* BEGIN *

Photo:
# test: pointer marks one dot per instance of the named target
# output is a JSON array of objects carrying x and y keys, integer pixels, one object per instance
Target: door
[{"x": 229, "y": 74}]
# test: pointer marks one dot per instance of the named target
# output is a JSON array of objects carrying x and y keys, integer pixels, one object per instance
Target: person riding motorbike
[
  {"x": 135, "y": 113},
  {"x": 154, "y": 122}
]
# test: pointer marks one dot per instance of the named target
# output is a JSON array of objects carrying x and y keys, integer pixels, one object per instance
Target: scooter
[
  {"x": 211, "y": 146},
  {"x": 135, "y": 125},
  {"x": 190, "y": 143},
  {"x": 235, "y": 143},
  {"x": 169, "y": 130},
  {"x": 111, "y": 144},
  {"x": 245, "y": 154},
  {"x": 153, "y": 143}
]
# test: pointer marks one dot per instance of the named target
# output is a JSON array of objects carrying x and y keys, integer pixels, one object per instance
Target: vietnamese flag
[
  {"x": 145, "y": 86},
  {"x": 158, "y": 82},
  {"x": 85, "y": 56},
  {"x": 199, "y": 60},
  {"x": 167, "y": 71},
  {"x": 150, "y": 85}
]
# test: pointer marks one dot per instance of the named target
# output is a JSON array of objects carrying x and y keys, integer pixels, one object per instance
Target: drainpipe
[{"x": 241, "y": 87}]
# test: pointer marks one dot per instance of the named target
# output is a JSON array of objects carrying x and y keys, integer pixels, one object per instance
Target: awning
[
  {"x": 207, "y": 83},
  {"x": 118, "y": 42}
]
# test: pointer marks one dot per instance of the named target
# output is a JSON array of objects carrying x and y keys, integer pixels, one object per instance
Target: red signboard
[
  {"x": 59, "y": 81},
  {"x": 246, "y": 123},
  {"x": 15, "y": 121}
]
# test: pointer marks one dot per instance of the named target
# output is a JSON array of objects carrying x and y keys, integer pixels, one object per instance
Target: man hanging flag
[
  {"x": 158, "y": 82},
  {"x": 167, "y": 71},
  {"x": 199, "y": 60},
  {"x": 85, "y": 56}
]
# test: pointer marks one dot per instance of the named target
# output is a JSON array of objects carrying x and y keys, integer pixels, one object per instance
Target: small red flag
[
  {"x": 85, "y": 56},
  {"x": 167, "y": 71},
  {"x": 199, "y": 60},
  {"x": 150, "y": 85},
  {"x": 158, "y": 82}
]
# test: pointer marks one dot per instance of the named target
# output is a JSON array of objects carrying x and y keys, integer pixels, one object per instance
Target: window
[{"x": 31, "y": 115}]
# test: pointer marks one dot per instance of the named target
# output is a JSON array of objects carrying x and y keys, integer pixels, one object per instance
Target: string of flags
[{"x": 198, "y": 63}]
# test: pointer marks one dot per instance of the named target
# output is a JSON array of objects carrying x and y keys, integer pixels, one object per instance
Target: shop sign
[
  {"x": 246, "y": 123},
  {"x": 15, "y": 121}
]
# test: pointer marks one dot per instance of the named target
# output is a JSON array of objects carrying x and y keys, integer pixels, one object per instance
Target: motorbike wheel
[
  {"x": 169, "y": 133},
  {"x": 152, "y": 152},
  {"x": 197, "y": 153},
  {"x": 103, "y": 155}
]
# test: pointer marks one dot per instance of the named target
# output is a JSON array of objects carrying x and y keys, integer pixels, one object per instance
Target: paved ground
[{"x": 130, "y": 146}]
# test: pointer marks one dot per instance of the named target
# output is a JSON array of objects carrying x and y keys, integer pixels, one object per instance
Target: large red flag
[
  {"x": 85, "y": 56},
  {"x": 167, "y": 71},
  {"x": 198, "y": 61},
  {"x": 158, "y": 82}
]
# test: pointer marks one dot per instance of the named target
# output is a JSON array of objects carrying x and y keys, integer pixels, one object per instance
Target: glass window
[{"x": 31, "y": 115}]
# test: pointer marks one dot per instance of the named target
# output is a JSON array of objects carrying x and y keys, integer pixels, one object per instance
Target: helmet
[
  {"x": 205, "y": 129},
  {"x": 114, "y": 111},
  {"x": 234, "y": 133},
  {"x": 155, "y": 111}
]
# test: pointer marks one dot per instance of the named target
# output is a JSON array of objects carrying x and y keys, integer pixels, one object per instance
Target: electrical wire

* END *

* _What you will do_
Return each line above that contains the string "motorbike", matching case exactly.

* _Answer to the problem_
Target: person riding motorbike
Target: motorbike wheel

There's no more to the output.